• Activity: Provide a verbatim copy of all the records below, leaving the images out.

========

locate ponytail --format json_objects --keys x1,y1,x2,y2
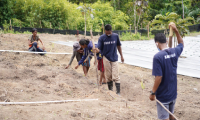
[{"x1": 79, "y1": 39, "x2": 90, "y2": 45}]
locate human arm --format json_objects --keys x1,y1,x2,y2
[
  {"x1": 39, "y1": 38, "x2": 45, "y2": 50},
  {"x1": 66, "y1": 51, "x2": 76, "y2": 69},
  {"x1": 149, "y1": 76, "x2": 162, "y2": 101},
  {"x1": 117, "y1": 46, "x2": 124, "y2": 63},
  {"x1": 169, "y1": 22, "x2": 184, "y2": 46}
]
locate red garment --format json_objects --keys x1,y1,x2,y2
[{"x1": 98, "y1": 59, "x2": 104, "y2": 72}]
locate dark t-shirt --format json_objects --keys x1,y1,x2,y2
[
  {"x1": 98, "y1": 33, "x2": 121, "y2": 62},
  {"x1": 152, "y1": 43, "x2": 183, "y2": 102}
]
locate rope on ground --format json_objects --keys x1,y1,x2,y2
[
  {"x1": 0, "y1": 99, "x2": 98, "y2": 105},
  {"x1": 0, "y1": 50, "x2": 72, "y2": 55},
  {"x1": 156, "y1": 99, "x2": 179, "y2": 120}
]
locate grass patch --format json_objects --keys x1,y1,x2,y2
[
  {"x1": 120, "y1": 32, "x2": 154, "y2": 41},
  {"x1": 2, "y1": 30, "x2": 38, "y2": 34}
]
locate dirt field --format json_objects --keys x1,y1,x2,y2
[{"x1": 0, "y1": 33, "x2": 200, "y2": 120}]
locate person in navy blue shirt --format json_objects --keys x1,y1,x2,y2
[
  {"x1": 149, "y1": 22, "x2": 184, "y2": 120},
  {"x1": 75, "y1": 39, "x2": 93, "y2": 77},
  {"x1": 98, "y1": 24, "x2": 124, "y2": 95}
]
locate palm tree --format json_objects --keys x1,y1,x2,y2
[
  {"x1": 151, "y1": 12, "x2": 194, "y2": 47},
  {"x1": 77, "y1": 4, "x2": 94, "y2": 36}
]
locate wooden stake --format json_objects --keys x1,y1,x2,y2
[
  {"x1": 90, "y1": 29, "x2": 99, "y2": 90},
  {"x1": 130, "y1": 24, "x2": 132, "y2": 35},
  {"x1": 50, "y1": 23, "x2": 51, "y2": 29},
  {"x1": 156, "y1": 99, "x2": 179, "y2": 120}
]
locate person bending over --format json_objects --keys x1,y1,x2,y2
[{"x1": 75, "y1": 39, "x2": 93, "y2": 77}]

========

• Solved exercise:
locate ponytail --format json_objects --keys x1,y1,x2,y2
[{"x1": 79, "y1": 39, "x2": 90, "y2": 45}]
locate human arm --format json_objects --keys x1,y1,x2,y2
[
  {"x1": 39, "y1": 38, "x2": 45, "y2": 50},
  {"x1": 66, "y1": 51, "x2": 76, "y2": 69},
  {"x1": 149, "y1": 76, "x2": 162, "y2": 101},
  {"x1": 117, "y1": 46, "x2": 124, "y2": 63},
  {"x1": 169, "y1": 22, "x2": 184, "y2": 46}
]
locate red garment --format json_objects --keys x1,y1,x2,y2
[{"x1": 98, "y1": 59, "x2": 104, "y2": 72}]
locate dark t-shirt --format json_objects --keys x1,y1,x2,y2
[
  {"x1": 98, "y1": 33, "x2": 121, "y2": 62},
  {"x1": 152, "y1": 43, "x2": 183, "y2": 102}
]
locate rope on ground --format json_objects --keys x1,y1,x2,y2
[
  {"x1": 0, "y1": 99, "x2": 98, "y2": 105},
  {"x1": 0, "y1": 50, "x2": 72, "y2": 55},
  {"x1": 156, "y1": 99, "x2": 179, "y2": 120}
]
locate grass patch --format json_objects --keys x1,y1,x2,y2
[
  {"x1": 120, "y1": 32, "x2": 154, "y2": 41},
  {"x1": 2, "y1": 30, "x2": 38, "y2": 34}
]
locate dirt field --format json_objects --keys x1,y1,x2,y2
[{"x1": 0, "y1": 33, "x2": 200, "y2": 120}]
locate person in navy blue shirt --format json_objects --keys x1,y1,x2,y2
[
  {"x1": 149, "y1": 22, "x2": 184, "y2": 120},
  {"x1": 75, "y1": 39, "x2": 93, "y2": 77},
  {"x1": 98, "y1": 24, "x2": 124, "y2": 95}
]
locate palm tree --format json_objects --keys x1,y1,x2,y2
[
  {"x1": 151, "y1": 12, "x2": 194, "y2": 47},
  {"x1": 77, "y1": 4, "x2": 94, "y2": 36}
]
locate wooden stake --format json_objects --keys x1,y1,x2,y2
[
  {"x1": 90, "y1": 29, "x2": 99, "y2": 90},
  {"x1": 130, "y1": 24, "x2": 132, "y2": 35},
  {"x1": 50, "y1": 23, "x2": 51, "y2": 29},
  {"x1": 156, "y1": 99, "x2": 179, "y2": 120}
]
locate person bending over --format json_objects --keys x1,y1,x2,y2
[{"x1": 75, "y1": 39, "x2": 93, "y2": 77}]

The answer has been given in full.